Reproduce every line of the data below verbatim, from the first line through the last.

Dataset content:
---------------

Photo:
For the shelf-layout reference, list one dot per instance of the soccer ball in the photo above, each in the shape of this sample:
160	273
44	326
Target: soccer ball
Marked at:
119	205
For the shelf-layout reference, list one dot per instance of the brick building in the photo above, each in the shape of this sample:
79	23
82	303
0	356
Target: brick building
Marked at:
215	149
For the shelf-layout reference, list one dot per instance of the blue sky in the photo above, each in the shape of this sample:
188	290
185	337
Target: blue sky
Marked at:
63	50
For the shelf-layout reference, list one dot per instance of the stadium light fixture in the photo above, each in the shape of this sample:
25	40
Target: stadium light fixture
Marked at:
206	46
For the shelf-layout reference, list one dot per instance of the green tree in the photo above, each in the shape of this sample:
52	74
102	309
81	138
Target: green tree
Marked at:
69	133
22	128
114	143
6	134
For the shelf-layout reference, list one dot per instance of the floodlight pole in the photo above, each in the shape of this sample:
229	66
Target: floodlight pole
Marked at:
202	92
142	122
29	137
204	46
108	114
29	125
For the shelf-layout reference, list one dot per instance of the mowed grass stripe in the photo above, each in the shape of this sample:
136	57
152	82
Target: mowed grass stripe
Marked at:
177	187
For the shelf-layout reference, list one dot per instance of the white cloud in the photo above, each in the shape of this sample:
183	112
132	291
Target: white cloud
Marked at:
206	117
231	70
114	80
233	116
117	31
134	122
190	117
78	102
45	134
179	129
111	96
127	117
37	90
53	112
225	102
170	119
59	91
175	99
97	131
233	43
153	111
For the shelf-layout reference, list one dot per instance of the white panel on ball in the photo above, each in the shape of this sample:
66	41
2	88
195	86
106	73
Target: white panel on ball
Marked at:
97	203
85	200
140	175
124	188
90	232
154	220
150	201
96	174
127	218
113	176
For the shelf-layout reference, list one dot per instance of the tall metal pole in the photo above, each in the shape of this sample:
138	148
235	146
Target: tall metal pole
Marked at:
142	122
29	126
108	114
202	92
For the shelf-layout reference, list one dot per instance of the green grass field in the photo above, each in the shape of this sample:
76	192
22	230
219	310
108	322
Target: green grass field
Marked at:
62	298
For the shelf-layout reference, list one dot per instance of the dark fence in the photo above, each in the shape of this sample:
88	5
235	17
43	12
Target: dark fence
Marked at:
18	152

---------------

Response to the task:
Photo:
For the shelf-layout reference, list one dot per instance of the soccer ball in the photo above, each in the shape of this sample:
160	273
44	326
Target: soccer ball
Marked at:
119	205
For the shelf-layout reference, list one dot per instance of the brick building in the photo above, each in the shape of this sample:
79	23
82	303
0	356
Target: brick building
Marked at:
215	149
For the shelf-layout reference, list one dot per instance of the blue sky in the photo above, each in the shape of this sample:
188	290
185	337
Target: blue sky
Marked at:
63	50
For the shelf-layout reference, list one dot per instance of the stadium light fixture in the photo above, each in the shape of this sample:
25	40
Target: stadium light fixture
Marked at:
206	46
For the shelf-layout reference, list one dot per instance of the green tree in the photo above, each in the shape of this sample:
52	74
102	309
81	138
Target: green tree
Marked at:
69	133
22	128
114	143
6	134
For the shelf-layout reference, list one dot per instance of the floodlight pole in the photo above, each in the shape of this sample:
229	66
Target: floodlight pole
Marked at:
202	92
142	122
29	137
204	46
108	114
29	125
For the shelf-layout reference, list one dot per instance of the mowed grass stripe in the photo above, each in the shape of this sample:
136	57
152	82
Target: mowed grass stripe
Marked at:
177	187
For the shelf-layout reference, list one dot per instance of the white cloud in the photo above, each in the shape of this sample:
183	112
132	291
Target: white cloud
Marked at:
206	117
231	70
114	80
233	116
117	31
134	122
190	117
78	102
45	134
179	129
111	96
127	117
37	90
53	112
225	102
170	119
59	91
175	99
97	131
233	43
153	111
For the shelf-layout reference, list one dot per instance of the white panel on ball in the photo above, each in the shape of this sample:
66	41
2	88
195	86
106	73
Target: white panel on ball
Marked at:
97	203
85	200
140	175
124	188
90	232
154	220
150	201
96	174
127	218
113	176
For the shelf-layout reference, list one dot per instance of the tall metal pole in the photo above, each in the shape of this sample:
138	148
235	146
Target: tall metal pole
Marked at:
142	122
29	126
108	114
202	92
For the shelf-layout reference, list one dot per instance of the green grass field in the photo above, each in the shape of this sample:
76	192
22	230
219	310
108	322
Target: green grass field
Marked at:
62	298
For the shelf-layout reference, list one dot per instance of the dark fence in the photo above, each in the shape of this sample:
88	5
235	17
43	12
Target: dark fence
Marked at:
18	152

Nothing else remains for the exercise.